- Extrait fourni -
▼
YÉTI, LE GÉANT D’UN AUTRE MONDE (1977)

Grand spécialiste de l’imitation des succès hollywoodiens, le cinéma bis italien tente ici de surfer sur le succès du King Kong de John Guillermin

YETI, IL GIGANTE DEL 20e SECOLO

 

1977 – ITALIE / CANADA

 

Réalisé par Frank Kramer (alias Gianfranco Parolini)

 

Avec Mimmo Crau, Antonella Interlenghi, Jim Sullivan, Tony Kendall, Edoardo Faieta, John Stacy, Stellio Candelli, Loris Bazzocchi, Donald O’Brien

 

THEMA YÉTIS ET CHAÎNONS MANQUANTS

Le raz de marée médiatique du King Kong produit par Dino de Laurentiis aura eu des répercussions surprenantes sur tous les continents, chacun cherchant avec un succès variable à récupérer sa part du gâteau. Toujours promptes à surfer sur les modes du moment, les productions italiennes n’ont pas été insensibles aux attraits de la « Kongmania ». D’où cette coproduction italo-canadienne surprenante, mixant le mythe du gorille géant à celui de l’abominable homme des neiges et confiée aux bons soins de Gianfranco Parolini. Réalisateur stakhanoviste spécialisé autant dans le péplum que dans le western spaghetti, le film de guerre, d’espionnage ou d’action, Parolini utilise depuis le milieu des années soixante le pseudonyme Frank Kramer lorsqu’il veut cacher ses origines d’outre-Rhin. C’est donc sous ce faux nom aux sonorités américaines qu’il signe Yéti, le géant d’un autre monde, un film aux allures de superproduction internationale spectaculaire… qui s’avère finalement n’être qu’un nanar gorgé d’humour involontaire.
▲
- Rangées de données -
▼
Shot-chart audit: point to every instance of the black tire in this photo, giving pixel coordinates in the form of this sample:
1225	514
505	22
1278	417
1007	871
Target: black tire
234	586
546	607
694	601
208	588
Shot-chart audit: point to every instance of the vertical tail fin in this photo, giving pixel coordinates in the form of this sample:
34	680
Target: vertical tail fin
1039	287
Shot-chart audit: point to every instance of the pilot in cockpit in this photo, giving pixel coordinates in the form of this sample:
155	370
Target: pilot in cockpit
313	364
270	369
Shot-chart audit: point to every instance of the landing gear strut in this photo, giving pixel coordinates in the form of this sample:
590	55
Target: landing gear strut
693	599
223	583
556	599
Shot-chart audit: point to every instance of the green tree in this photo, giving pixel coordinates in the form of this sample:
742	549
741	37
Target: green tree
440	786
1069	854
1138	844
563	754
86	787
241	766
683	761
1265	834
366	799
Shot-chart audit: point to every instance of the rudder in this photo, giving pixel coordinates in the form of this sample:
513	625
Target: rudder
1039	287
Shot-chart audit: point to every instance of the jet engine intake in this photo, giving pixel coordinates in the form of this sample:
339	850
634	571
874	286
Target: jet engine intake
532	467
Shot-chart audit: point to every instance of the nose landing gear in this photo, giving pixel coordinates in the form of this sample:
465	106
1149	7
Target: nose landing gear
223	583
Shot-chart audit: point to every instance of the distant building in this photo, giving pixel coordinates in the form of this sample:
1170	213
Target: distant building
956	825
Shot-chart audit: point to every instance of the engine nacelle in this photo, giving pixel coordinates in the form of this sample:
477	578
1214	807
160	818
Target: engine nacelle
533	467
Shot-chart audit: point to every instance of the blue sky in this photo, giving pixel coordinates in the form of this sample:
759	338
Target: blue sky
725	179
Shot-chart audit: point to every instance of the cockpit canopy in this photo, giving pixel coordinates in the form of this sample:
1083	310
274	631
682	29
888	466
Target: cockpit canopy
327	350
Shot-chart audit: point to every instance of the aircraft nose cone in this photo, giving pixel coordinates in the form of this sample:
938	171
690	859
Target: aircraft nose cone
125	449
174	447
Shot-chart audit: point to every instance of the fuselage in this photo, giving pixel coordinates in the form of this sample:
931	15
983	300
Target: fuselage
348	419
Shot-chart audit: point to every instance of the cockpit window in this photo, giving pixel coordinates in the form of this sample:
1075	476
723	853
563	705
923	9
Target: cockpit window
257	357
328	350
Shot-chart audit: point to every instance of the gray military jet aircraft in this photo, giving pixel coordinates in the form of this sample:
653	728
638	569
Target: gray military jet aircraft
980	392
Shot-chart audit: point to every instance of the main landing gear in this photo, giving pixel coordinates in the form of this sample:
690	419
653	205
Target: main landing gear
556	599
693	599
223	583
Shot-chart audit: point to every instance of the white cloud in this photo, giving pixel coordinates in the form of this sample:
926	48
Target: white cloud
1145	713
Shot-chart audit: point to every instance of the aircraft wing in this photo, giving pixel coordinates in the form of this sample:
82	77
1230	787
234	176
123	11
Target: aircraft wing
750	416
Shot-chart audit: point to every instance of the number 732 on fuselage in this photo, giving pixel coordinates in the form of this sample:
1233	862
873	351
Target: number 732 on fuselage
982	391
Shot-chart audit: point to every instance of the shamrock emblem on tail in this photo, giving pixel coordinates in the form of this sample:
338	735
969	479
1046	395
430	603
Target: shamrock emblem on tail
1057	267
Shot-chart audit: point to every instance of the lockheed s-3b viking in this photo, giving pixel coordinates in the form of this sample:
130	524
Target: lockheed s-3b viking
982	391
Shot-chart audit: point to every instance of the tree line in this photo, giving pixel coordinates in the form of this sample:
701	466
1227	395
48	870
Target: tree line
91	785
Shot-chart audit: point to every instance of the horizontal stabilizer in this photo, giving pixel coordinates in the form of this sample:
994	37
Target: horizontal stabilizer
▲
▼
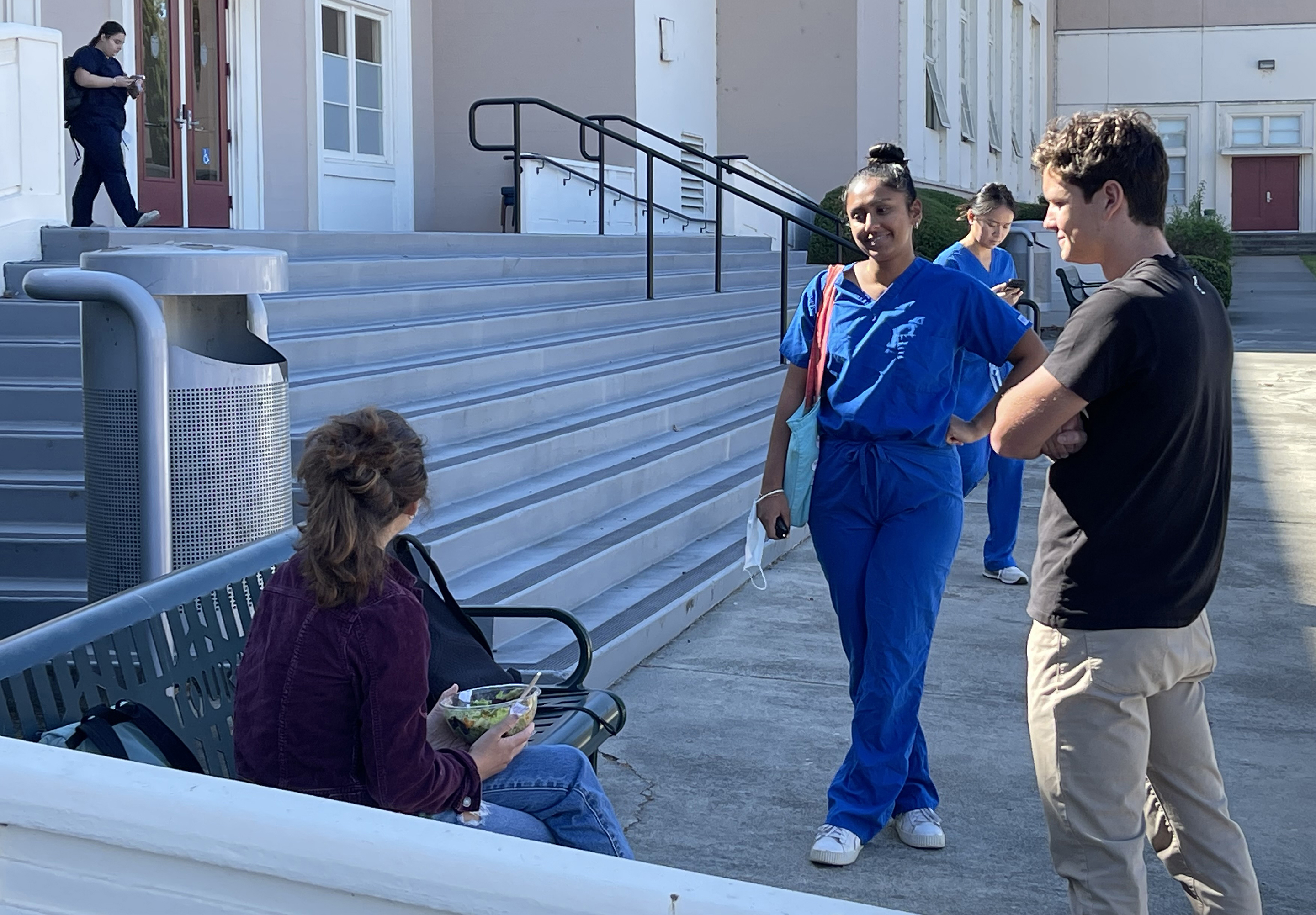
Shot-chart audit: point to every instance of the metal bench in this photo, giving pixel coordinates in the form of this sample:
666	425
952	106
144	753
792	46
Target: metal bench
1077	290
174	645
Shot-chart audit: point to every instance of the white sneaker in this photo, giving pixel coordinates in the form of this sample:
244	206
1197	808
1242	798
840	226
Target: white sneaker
▲
- Consigne 1 -
Indiquez le nombre de lignes des rangées qui contiennent la chaîne « sneaker ». Donnez uniquement ce nombre.
- Consigne 2 -
Prolongez la critique du film Yéti, le géant d'un autre monde en reprenant juste après sa dernière phrase.

- Réponse 1 -
2

- Réponse 2 -
Alors que retentit avec emphase une imitation (sans les chœurs) du Carmina Burana composée par Sante Maria Romitelli, nous apprenons que la fonte des glaces a des répercussions inattendues. Un énorme bloc gelé se détache ainsi de la banquise et vogue jusqu’au Canada en passant par le Groenland. Flairant la bonne affaire, le puissant magnat Morgan Hunnicut (Edoardo Faieta) demande à son ami d’enfance le paléontologue Henry Wasserman (John Stacy) d’analyser ce que ce bloc renferme. N’y allant pas par quatre chemins, les techniciens attaquent la glace au lance-flammes pour la faire fondre. Bientôt, deux gigantesques pieds velus en émergent. Le savant est alors formel : « c’est un Yéti » ! Appâté par le gain, Hunnicut veut faire de cette créature l’emblème publicitaire de sa compagnie. La particularité de ce Yéti est qu’il est grand comme King Kong, ce qui tombe bien puisque le film cherche justement à capitaliser sur le succès encore récent du film de John Guillermin, même si la piètre qualité des effets visuels et les situations rocambolesques nous rapprocheraient plus de King Kong contre Godzilla. D’autant qu’une fois que la glace a totalement fondu, le monstre arbore une apparence insolite, prenant les allures d’un homme barbu (incarné par Mimmo Crau) dont le corps simiesque est recouvert de poils (à l’exception d’un visage parfaitement humain), dont les dialogues ressemblent à des barrissements d’éléphant et dont les mouvements sont filmés au ralenti.

« Ça alors, c’est vraiment un monstre étrange ! »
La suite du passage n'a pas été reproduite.